We’ve written extensively about the Paycheck Protection Program (“PPP”) enacted as part of the Coronavirus Aid, Relief, and Economic Security Act (“CARES” Act). You can find our PPP observations and explanations on the COVID-19 Resources page of our website.
In our discussion, on May 22, 2020, of the PPP Loan Forgiveness Application, we urged patience. See our post by clicking here.
We continue to urge patience. However, you may be able to act soon with regard to your forgiveness application.
Late Thursday, May 28, and by a 417-1 vote, the House of Representatives passed the Paycheck Protection Program Flexibility Act of 2020 (H.R. 7010). H.R. 7010 contains a number of provisions that make the PPP more flexible and that make complete forgiveness of the PPP loan more likely for more, if not most, qualified PPP loan borrowers. Among other changes, H.R. 7010 provides:
- The earlier of a 24-week period or the period ending December 31, 2020 to spend the PPP loan proceeds in order to receive loan forgiveness (the “covered period”). The covered period begins with the funding of the loan. The CARES Act provided an eight-week covered period.
- Amendment of the limitation of 25 percent of loan proceeds being applied to qualifying non-payroll costs. This limitation was imposed by the Small Business Administration. The new limitation in the bill is 40 percent for such costs.
- Extension of the June 30 safe-harbor rehiring date until December 31, 2020. There are other favorable changes to the workforce reduction limits on forgiveness.
- A minimum maturity of five years for the PPP Loan.
- Elimination of the exception to the deferral of payment of certain payroll taxes provided in the CARES Act. Even if the PPP loan is completely forgiven, H.R. 7010 provides that payment of the subject payroll taxes can be deferred until December 31, 2021 (50 percent payment) and December 31, 2022 (50 percent payment).
·····
=== What needs to be done ===
Can you carry on the post about the Paycheck Protection Program Flexibility Act from its last sentence?

Dataset entries:
·····
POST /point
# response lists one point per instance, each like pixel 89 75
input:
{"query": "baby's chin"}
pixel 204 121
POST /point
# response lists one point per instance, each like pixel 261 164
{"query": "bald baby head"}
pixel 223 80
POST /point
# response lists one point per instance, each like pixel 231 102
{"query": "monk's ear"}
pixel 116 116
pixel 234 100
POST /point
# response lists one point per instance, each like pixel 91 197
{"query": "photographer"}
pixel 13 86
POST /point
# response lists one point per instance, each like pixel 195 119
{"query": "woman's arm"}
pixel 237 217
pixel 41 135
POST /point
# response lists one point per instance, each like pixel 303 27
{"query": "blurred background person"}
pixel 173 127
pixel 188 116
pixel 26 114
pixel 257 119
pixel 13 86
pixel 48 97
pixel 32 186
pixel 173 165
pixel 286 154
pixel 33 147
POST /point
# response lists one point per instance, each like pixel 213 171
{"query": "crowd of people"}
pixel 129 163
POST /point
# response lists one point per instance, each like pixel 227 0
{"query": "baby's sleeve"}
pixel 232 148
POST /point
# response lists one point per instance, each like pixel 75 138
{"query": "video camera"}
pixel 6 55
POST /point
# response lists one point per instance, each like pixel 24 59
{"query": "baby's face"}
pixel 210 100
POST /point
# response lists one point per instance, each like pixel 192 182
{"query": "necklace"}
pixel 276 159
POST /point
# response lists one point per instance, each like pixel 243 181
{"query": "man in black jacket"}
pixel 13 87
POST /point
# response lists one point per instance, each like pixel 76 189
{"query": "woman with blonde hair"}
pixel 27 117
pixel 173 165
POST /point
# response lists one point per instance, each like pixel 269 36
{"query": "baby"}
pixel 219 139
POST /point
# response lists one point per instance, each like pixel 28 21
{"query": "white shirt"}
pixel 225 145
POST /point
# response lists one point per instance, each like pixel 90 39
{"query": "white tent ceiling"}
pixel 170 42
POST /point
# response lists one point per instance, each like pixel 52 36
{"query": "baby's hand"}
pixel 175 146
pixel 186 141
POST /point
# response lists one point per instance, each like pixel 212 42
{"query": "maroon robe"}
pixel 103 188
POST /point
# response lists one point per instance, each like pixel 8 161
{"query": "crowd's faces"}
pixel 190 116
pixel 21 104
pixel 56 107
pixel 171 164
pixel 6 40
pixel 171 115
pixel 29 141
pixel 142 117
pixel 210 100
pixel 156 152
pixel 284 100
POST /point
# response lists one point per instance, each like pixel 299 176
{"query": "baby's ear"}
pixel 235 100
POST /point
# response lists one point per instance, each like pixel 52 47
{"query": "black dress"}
·····
=== Written response ===
The Senate reconvenes this week after a recess and is expected to take up this legislation this week or next. We understand that the Senate is not in complete agreement with the House bill. For example, the Senate is said to favor a 16-week covered period, rather than 24-week covered period. Nevertheless, observers expect that a compromise between the House and Senate will substantially benefit PPP loan borrowers and can be expected quickly.
One item not addressed in this bill (or probably in the Senate’s version) is the deductibility of expenses paid with PPP loans that are forgiven tax-free. Knowledgeable sources tell us that the odds are in favor of passage of a law providing for deductibility of such expenses. “They just have to find a piece of legislation to which to attach the provision.” (Under the rules of Congress, it is very unlikely that it can be part of the pending legislation discussed herein.)
In summary, relief is on the way. Before you try to calculate and secure the forgiveness of the loan, you need to know the rules. We’ll keep you informed. We are here to help.